#### [Extracted entries]
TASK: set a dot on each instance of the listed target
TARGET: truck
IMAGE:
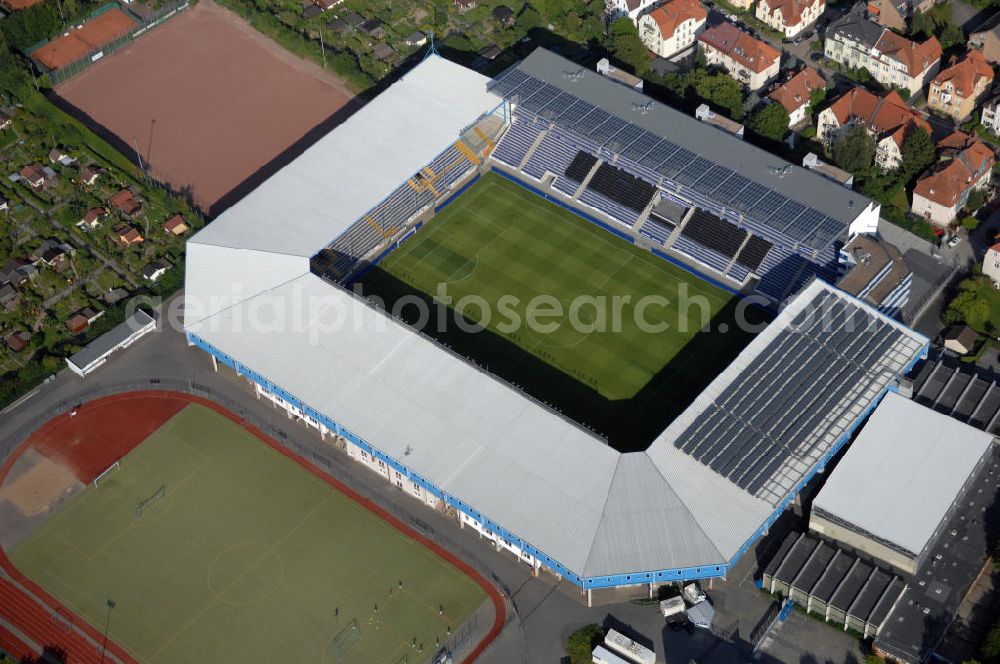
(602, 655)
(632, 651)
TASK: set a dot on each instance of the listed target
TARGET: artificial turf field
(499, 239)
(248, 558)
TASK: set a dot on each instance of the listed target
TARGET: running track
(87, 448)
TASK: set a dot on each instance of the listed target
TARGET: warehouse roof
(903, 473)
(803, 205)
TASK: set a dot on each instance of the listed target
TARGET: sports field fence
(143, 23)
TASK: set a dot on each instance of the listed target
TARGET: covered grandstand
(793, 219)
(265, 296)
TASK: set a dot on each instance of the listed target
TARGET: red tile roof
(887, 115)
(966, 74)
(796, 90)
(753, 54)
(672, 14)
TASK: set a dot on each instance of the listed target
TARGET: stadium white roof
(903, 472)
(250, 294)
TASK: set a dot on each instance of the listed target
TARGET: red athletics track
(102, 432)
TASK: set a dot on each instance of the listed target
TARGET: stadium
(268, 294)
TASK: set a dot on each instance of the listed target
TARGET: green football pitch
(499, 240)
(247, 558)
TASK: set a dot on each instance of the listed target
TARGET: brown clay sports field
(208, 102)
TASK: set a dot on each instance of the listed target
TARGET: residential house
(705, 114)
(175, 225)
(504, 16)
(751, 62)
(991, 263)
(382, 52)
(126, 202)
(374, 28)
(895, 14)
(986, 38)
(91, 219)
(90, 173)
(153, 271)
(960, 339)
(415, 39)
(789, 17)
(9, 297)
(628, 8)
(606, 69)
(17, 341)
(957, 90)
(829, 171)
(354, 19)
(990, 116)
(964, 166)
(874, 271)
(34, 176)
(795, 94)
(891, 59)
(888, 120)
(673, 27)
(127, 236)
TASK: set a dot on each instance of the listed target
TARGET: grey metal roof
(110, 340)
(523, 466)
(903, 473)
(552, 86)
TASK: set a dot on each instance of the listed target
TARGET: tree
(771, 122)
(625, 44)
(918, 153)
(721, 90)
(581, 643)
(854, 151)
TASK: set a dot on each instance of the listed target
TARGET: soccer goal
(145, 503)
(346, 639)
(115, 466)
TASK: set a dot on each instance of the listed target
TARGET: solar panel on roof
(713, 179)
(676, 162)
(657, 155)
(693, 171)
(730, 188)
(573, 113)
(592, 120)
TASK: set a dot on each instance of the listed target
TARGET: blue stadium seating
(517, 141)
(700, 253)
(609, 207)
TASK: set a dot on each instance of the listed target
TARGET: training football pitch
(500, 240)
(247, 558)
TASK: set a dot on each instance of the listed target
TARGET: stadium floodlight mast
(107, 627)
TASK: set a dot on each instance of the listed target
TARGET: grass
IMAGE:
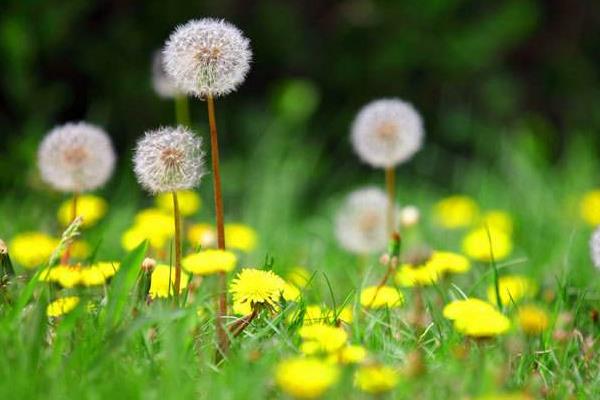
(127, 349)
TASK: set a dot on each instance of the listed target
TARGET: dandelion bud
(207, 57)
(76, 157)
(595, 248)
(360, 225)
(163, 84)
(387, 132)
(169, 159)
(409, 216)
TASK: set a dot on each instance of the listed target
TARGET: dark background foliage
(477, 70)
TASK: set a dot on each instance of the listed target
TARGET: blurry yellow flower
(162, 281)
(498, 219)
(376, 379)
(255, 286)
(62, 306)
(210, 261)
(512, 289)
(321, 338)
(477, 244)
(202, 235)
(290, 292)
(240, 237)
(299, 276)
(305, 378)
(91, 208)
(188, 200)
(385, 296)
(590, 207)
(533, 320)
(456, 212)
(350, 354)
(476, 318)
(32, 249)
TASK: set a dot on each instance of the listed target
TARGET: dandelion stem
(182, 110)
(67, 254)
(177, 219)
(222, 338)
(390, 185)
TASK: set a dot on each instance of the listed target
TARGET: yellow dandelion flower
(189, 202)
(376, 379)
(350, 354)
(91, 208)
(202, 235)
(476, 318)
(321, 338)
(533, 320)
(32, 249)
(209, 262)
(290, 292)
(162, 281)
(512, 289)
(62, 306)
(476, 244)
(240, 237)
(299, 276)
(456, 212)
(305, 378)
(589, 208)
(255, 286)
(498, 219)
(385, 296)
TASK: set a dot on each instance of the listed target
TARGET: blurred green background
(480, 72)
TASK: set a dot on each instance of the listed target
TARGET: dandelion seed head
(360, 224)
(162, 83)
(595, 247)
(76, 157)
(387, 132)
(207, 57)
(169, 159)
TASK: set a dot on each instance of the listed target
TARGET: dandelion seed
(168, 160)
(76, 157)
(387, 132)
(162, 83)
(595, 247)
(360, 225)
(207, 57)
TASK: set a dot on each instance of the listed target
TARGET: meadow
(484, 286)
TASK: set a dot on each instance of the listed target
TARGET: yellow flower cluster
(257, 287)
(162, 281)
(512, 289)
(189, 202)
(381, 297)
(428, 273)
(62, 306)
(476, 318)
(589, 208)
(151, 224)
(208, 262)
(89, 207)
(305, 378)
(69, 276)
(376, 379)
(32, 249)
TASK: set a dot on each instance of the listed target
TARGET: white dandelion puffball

#### [What you are asked to do]
Leaving all pictures aside, quote each record exactly.

#### [Exercise answer]
TASK: set a dot on each instance of the listed target
TARGET: truck
IMAGE:
(602, 655)
(632, 651)
TASK: set a dot on each instance of the listed target
TARGET: artificial turf field
(499, 239)
(248, 558)
TASK: set a dot on each instance of the listed target
TARGET: running track
(87, 448)
TASK: set a dot on each instance of the listed target
TARGET: warehouse roof
(903, 473)
(803, 205)
TASK: set a dot on each instance of the listed target
TARGET: sports field fence
(143, 23)
TASK: set a dot on each instance of the listed target
TARGET: covered grandstand
(793, 219)
(265, 296)
TASK: set a dot on each instance of the listed target
TARGET: red tile roof
(887, 115)
(966, 74)
(796, 90)
(753, 54)
(672, 14)
TASK: set a dot on each instance of the listed target
TARGET: stadium white roof
(903, 472)
(250, 294)
TASK: set a dot on each instance of the listed target
TARGET: red athletics track
(102, 432)
TASK: set a dot on each instance of the listed target
TARGET: stadium
(268, 294)
TASK: set a dot on each instance of the listed target
TARGET: green football pitch
(499, 240)
(247, 558)
TASK: set a dot on each instance of the listed target
TARGET: brown clay sports field
(208, 102)
TASK: set a dot on each instance of the listed target
TARGET: residential house
(705, 114)
(175, 225)
(504, 16)
(751, 62)
(991, 263)
(382, 52)
(126, 202)
(374, 28)
(895, 14)
(986, 38)
(91, 219)
(90, 173)
(153, 271)
(960, 339)
(415, 39)
(789, 17)
(9, 297)
(628, 8)
(606, 69)
(17, 341)
(957, 90)
(829, 171)
(354, 19)
(990, 116)
(964, 166)
(874, 271)
(34, 176)
(795, 94)
(891, 59)
(888, 120)
(673, 27)
(127, 236)
TASK: set a dot on each instance of the listed target
TARGET: grey metal roof
(110, 340)
(523, 466)
(903, 473)
(552, 86)
TASK: set a dot on each instance of the listed target
TARGET: tree
(771, 122)
(625, 44)
(918, 153)
(721, 90)
(581, 643)
(854, 151)
TASK: set a dot on each instance of the listed target
TARGET: soccer goal
(145, 503)
(346, 639)
(115, 466)
TASK: set a dot on each instance of the listed target
TARGET: solar panel on roof
(713, 179)
(676, 162)
(657, 155)
(693, 171)
(730, 188)
(573, 113)
(592, 120)
TASK: set a dot on each instance of the listed target
TARGET: blue stadium seating
(517, 141)
(700, 253)
(609, 207)
TASK: set a dot on each instance of the listed target
TARGET: training football pitch
(500, 240)
(247, 558)
TASK: set a dot on each instance of the listed target
TARGET: stadium floodlight mast
(107, 627)
TASK: set a dot on each instance of the listed target
TARGET: grass
IMAGE:
(127, 349)
TASK: set a dot on each instance of the listed target
TARGET: dandelion bud
(207, 57)
(76, 157)
(595, 248)
(360, 225)
(163, 84)
(387, 132)
(169, 159)
(409, 216)
TASK: set a dot on each instance of the listed target
TARGET: dark background foliage
(477, 70)
TASK: set a dot on each instance of the listed target
TARGET: blurry yellow flower
(162, 281)
(498, 219)
(376, 379)
(255, 286)
(62, 306)
(210, 261)
(512, 289)
(321, 338)
(477, 244)
(202, 235)
(290, 292)
(240, 237)
(299, 276)
(305, 378)
(91, 208)
(188, 200)
(385, 296)
(590, 207)
(533, 320)
(456, 212)
(350, 354)
(476, 318)
(32, 249)
TASK: set a dot on each instance of the listed target
TARGET: dandelion stem
(182, 110)
(67, 254)
(177, 219)
(222, 338)
(390, 185)
TASK: set a dot on each instance of the listed target
TARGET: yellow dandelion flower
(189, 202)
(376, 379)
(350, 354)
(91, 208)
(202, 235)
(476, 318)
(321, 338)
(533, 320)
(32, 249)
(209, 262)
(290, 292)
(162, 281)
(512, 289)
(62, 306)
(476, 244)
(240, 237)
(299, 276)
(456, 212)
(305, 378)
(589, 208)
(255, 286)
(498, 219)
(385, 296)
TASK: set a dot on each instance of the listed target
TARGET: blurred green background
(480, 72)
TASK: set a dot on each instance of the listed target
TARGET: dandelion seed head
(360, 224)
(162, 83)
(595, 247)
(76, 157)
(387, 132)
(207, 57)
(169, 159)
TASK: set a dot on each instance of the listed target
TARGET: dandelion seed
(168, 160)
(76, 157)
(387, 132)
(162, 83)
(595, 247)
(360, 225)
(207, 57)
TASK: set a dot on each instance of the listed target
TARGET: meadow
(484, 286)
TASK: set a dot on each instance of the listed target
TARGET: yellow flower cluster
(257, 287)
(162, 281)
(512, 289)
(189, 202)
(381, 297)
(428, 273)
(62, 306)
(476, 318)
(589, 208)
(151, 224)
(208, 262)
(89, 207)
(305, 378)
(69, 276)
(376, 379)
(32, 249)
TASK: set a dot on each instance of the listed target
TARGET: white dandelion puffball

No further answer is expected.